Copy nothing before the line that contains "of the rolling"; from there, transcribe each line exactly through the end of the material, omitting pictures.

· · · ·

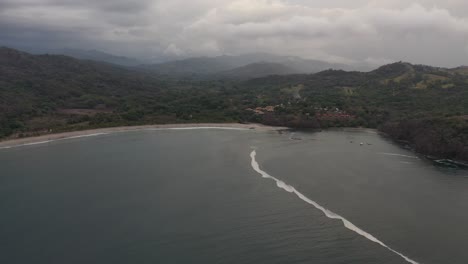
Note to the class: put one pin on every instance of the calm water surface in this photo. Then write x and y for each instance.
(192, 196)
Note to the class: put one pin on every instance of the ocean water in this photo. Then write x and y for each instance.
(229, 196)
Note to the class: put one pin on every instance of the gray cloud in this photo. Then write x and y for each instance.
(424, 31)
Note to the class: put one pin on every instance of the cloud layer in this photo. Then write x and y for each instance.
(429, 32)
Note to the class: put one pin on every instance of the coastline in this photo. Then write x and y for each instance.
(10, 143)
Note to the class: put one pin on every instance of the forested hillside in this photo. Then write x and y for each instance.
(425, 107)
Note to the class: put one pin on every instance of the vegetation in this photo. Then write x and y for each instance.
(424, 106)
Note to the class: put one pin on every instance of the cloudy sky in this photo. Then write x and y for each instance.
(431, 32)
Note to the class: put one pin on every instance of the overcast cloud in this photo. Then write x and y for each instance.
(429, 32)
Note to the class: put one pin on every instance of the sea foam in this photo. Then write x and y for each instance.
(399, 155)
(52, 140)
(328, 213)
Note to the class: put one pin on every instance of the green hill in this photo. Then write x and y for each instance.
(426, 107)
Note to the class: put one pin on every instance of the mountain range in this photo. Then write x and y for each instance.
(424, 106)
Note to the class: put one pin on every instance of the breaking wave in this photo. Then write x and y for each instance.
(399, 155)
(51, 140)
(328, 213)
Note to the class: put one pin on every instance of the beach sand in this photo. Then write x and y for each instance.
(10, 143)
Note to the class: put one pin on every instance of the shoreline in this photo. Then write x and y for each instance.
(16, 142)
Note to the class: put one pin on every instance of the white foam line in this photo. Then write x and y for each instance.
(396, 154)
(122, 131)
(52, 140)
(198, 128)
(327, 212)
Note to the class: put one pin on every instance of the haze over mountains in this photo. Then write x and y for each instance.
(423, 105)
(227, 66)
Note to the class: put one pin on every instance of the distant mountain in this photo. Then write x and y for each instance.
(215, 65)
(255, 70)
(421, 105)
(96, 55)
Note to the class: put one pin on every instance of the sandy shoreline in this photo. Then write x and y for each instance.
(9, 143)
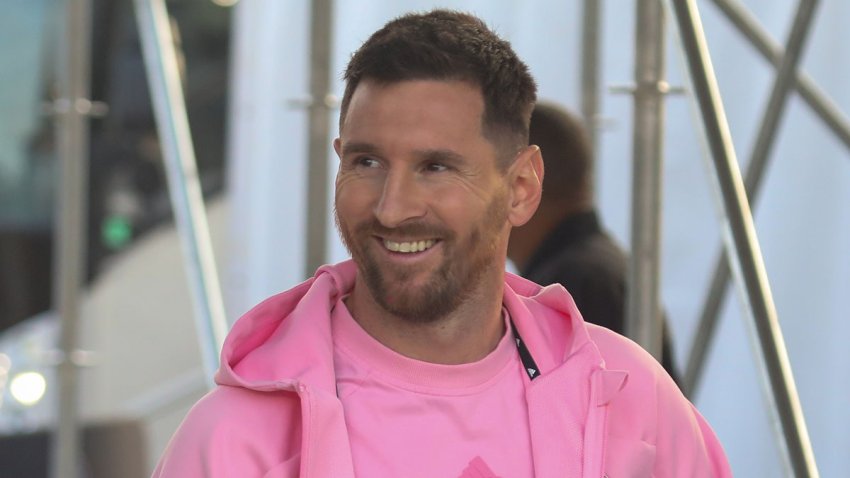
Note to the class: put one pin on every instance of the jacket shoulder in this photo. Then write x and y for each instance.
(236, 432)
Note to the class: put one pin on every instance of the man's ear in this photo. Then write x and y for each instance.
(526, 185)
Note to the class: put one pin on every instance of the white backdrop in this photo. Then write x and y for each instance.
(802, 217)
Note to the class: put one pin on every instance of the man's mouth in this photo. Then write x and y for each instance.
(408, 247)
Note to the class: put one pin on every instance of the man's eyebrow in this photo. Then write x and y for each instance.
(358, 148)
(440, 155)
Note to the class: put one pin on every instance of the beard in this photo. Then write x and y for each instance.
(463, 267)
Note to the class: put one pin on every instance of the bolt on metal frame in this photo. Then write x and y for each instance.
(320, 104)
(742, 244)
(643, 310)
(72, 109)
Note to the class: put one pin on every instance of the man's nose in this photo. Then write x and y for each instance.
(401, 199)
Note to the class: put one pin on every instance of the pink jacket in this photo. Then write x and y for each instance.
(601, 406)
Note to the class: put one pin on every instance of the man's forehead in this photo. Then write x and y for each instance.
(458, 97)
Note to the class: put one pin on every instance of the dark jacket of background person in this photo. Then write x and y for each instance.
(564, 242)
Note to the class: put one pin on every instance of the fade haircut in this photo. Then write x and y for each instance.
(447, 45)
(567, 155)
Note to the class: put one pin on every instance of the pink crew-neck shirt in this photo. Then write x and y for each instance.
(408, 418)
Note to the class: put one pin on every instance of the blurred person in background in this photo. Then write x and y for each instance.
(422, 357)
(564, 243)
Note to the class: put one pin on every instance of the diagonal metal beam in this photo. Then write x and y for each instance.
(184, 186)
(782, 86)
(743, 244)
(820, 103)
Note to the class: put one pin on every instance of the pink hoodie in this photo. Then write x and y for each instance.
(601, 406)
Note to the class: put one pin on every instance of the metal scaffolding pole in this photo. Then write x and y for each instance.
(742, 243)
(72, 110)
(806, 87)
(643, 318)
(321, 103)
(590, 34)
(752, 182)
(182, 173)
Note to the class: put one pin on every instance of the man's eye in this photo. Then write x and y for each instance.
(436, 167)
(367, 162)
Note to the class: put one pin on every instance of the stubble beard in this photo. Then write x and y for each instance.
(460, 273)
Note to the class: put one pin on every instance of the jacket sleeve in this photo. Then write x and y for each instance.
(651, 425)
(233, 432)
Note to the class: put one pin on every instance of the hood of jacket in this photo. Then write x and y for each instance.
(298, 322)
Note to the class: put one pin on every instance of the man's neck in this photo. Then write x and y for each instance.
(465, 335)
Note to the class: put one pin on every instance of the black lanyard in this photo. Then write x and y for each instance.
(524, 355)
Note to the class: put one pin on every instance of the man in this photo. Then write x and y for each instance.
(421, 357)
(563, 243)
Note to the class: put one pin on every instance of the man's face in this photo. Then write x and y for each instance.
(420, 201)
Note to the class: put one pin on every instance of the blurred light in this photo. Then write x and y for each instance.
(28, 387)
(116, 231)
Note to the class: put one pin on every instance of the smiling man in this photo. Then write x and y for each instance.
(422, 357)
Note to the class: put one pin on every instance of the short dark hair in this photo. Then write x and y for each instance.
(450, 45)
(566, 150)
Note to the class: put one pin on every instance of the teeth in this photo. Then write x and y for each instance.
(408, 247)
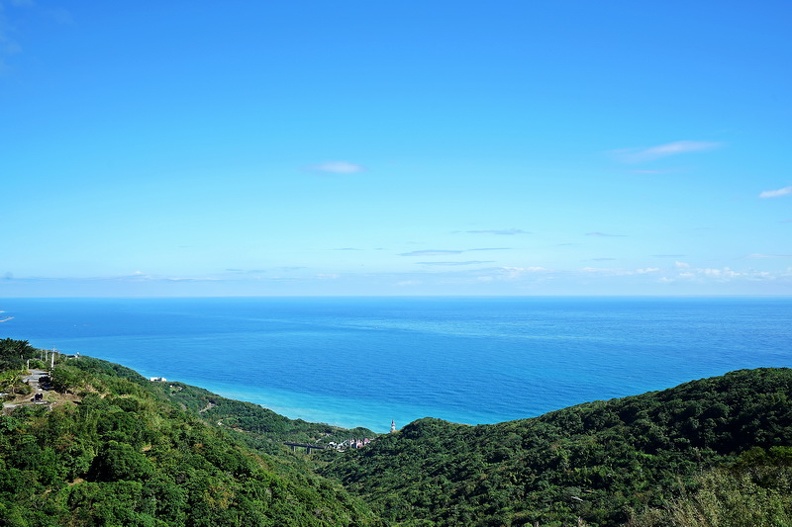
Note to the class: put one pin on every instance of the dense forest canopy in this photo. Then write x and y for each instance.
(104, 446)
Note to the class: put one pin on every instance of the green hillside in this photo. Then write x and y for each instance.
(637, 460)
(107, 447)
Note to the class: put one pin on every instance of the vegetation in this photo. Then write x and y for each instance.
(108, 447)
(123, 454)
(658, 455)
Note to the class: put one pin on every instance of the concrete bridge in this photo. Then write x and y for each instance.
(308, 447)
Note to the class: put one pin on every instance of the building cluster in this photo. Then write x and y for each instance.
(349, 443)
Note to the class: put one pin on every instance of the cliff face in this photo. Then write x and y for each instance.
(107, 447)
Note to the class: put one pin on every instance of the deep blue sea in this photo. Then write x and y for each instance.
(365, 361)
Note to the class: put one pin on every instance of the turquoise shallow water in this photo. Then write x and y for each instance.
(365, 361)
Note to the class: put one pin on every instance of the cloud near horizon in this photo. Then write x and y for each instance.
(338, 167)
(499, 232)
(776, 193)
(443, 252)
(642, 155)
(469, 262)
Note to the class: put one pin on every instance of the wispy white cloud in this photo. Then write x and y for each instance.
(432, 252)
(469, 262)
(605, 235)
(338, 167)
(776, 193)
(763, 256)
(499, 232)
(642, 155)
(444, 252)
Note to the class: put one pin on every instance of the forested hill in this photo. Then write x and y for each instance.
(714, 452)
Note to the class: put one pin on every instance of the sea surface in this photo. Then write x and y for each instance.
(366, 361)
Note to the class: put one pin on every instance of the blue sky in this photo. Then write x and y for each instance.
(411, 148)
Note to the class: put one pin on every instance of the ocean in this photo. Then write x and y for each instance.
(367, 361)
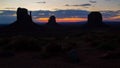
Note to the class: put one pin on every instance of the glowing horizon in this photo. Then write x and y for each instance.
(70, 20)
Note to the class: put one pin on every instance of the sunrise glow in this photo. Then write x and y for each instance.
(62, 19)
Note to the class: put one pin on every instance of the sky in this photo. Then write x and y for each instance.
(64, 10)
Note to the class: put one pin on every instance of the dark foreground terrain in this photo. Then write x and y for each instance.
(49, 48)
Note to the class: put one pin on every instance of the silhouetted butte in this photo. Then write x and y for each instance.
(52, 20)
(24, 20)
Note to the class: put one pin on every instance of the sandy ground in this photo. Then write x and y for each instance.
(89, 58)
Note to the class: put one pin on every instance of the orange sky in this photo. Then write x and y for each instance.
(62, 19)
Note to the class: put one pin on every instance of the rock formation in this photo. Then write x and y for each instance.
(52, 20)
(24, 20)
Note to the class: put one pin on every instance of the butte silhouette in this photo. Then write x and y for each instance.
(95, 19)
(52, 21)
(24, 20)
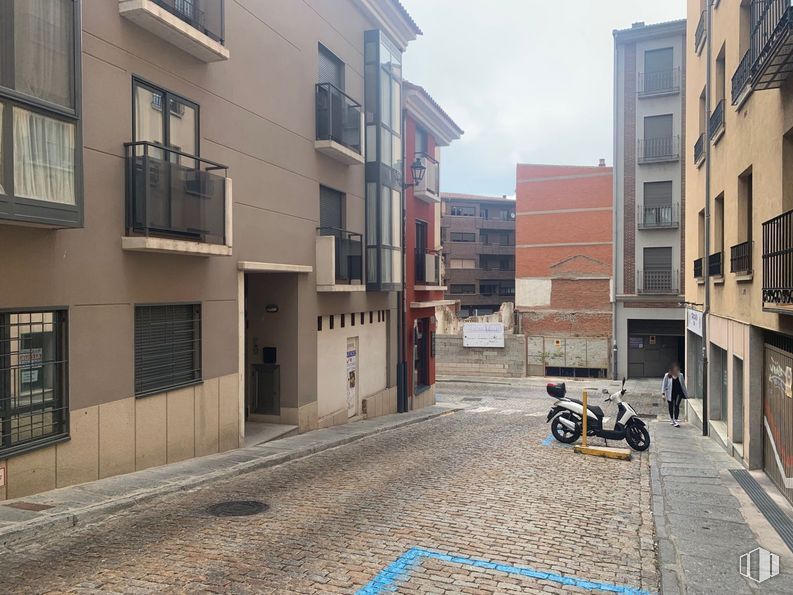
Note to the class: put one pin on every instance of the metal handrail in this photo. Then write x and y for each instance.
(701, 31)
(658, 82)
(699, 150)
(348, 247)
(665, 148)
(778, 259)
(658, 217)
(657, 282)
(197, 14)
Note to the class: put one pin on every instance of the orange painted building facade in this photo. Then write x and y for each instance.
(563, 267)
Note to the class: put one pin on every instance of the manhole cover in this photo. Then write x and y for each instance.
(237, 508)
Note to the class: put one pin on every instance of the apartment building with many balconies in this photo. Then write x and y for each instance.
(149, 315)
(745, 138)
(649, 197)
(478, 237)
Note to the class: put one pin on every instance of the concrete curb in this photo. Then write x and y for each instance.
(176, 477)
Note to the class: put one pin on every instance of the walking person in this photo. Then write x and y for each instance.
(674, 391)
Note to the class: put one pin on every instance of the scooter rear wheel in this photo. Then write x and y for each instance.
(561, 432)
(637, 437)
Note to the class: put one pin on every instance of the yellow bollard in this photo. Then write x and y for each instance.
(598, 451)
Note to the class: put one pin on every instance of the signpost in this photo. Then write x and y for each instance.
(483, 334)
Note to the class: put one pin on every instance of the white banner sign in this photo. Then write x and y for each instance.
(694, 322)
(483, 334)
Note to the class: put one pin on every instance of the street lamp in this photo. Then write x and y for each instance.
(418, 169)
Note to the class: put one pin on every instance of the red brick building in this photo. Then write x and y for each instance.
(563, 267)
(427, 129)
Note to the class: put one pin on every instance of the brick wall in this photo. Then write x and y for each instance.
(452, 359)
(629, 183)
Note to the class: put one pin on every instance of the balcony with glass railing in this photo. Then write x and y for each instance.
(657, 282)
(195, 26)
(338, 125)
(664, 217)
(176, 202)
(658, 150)
(699, 150)
(778, 263)
(428, 269)
(339, 255)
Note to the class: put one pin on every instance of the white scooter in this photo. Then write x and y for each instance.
(566, 417)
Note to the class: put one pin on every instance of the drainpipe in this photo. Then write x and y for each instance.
(402, 376)
(615, 227)
(706, 260)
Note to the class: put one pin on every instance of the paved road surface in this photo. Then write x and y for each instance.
(471, 502)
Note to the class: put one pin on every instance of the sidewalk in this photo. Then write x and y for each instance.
(704, 520)
(36, 517)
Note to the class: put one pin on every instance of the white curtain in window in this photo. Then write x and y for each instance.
(44, 48)
(43, 157)
(2, 191)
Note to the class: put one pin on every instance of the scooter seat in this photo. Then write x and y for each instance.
(593, 408)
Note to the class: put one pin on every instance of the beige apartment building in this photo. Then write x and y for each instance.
(195, 236)
(749, 263)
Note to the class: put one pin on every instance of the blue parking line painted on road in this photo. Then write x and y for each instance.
(400, 569)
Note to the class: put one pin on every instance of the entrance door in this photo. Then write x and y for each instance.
(778, 418)
(352, 376)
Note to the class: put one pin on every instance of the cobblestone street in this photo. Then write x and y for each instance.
(472, 502)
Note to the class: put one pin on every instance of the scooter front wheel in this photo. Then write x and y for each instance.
(561, 432)
(637, 437)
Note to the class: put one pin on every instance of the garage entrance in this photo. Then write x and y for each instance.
(653, 345)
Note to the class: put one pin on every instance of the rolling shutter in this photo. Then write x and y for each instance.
(657, 194)
(167, 347)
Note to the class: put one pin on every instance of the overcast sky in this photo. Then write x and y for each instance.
(529, 81)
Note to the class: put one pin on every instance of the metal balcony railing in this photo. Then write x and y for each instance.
(659, 149)
(741, 258)
(348, 247)
(667, 217)
(428, 267)
(205, 15)
(173, 194)
(716, 124)
(699, 150)
(742, 77)
(657, 282)
(701, 32)
(338, 117)
(716, 264)
(778, 260)
(659, 82)
(771, 43)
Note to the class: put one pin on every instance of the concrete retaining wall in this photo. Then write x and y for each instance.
(452, 359)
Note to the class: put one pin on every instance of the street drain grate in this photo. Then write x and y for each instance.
(773, 514)
(238, 508)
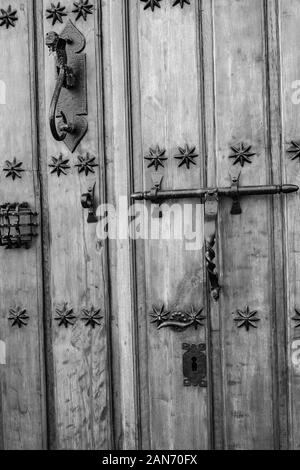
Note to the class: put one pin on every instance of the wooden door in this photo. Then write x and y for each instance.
(98, 341)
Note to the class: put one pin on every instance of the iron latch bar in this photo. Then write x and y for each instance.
(210, 197)
(235, 192)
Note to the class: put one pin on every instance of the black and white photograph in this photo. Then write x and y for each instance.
(149, 228)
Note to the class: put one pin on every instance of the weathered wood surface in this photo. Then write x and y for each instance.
(289, 13)
(118, 167)
(166, 111)
(22, 400)
(77, 265)
(213, 74)
(241, 115)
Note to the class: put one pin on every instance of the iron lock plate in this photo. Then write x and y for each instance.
(194, 365)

· · · ·

» **Completed exercise**:
Note to the class: put one pin on every instance of the rolling shutter in this photo. Then write x and y for each instance.
(657, 194)
(167, 347)
Note to the class: put one pin on every instance of the overcast sky in this photo. Then write x and y for each instance.
(529, 81)
Note to the class: put one pin on every instance of the metal balcony railing in this photo. Then write x and y for each instance.
(659, 149)
(741, 258)
(348, 247)
(667, 217)
(428, 267)
(205, 15)
(173, 194)
(716, 124)
(699, 150)
(742, 77)
(657, 282)
(701, 32)
(338, 117)
(716, 264)
(778, 260)
(659, 82)
(771, 43)
Note to the class: put one pin on every instance of the concrete retaining wall in this photo. Then write x and y for each instance.
(452, 359)
Note to the class: put one pin on every instance of the street drain grate in this photo. Then write x and y for each instance.
(773, 514)
(238, 508)
Note to the class: put one pin on every instance of the wooden door in this photo. Then write x and y for each instance.
(98, 341)
Note to the class: put one pin on every instance of the iron latch bar in this photo. Then write x and y for each instance.
(210, 197)
(235, 192)
Note to the class: put one pin on every instance of the black and white photograph in this photo. Then write x and y for each instance.
(149, 228)
Note to the class: put one pin on every instance of the weathered wood surface in this photo. Then write x and y for each instance.
(289, 13)
(118, 167)
(166, 111)
(22, 400)
(77, 265)
(213, 74)
(241, 115)
Note to the class: put one pin on every instance of the iron lock plate in this photo. Then write x and y for each instance.
(194, 365)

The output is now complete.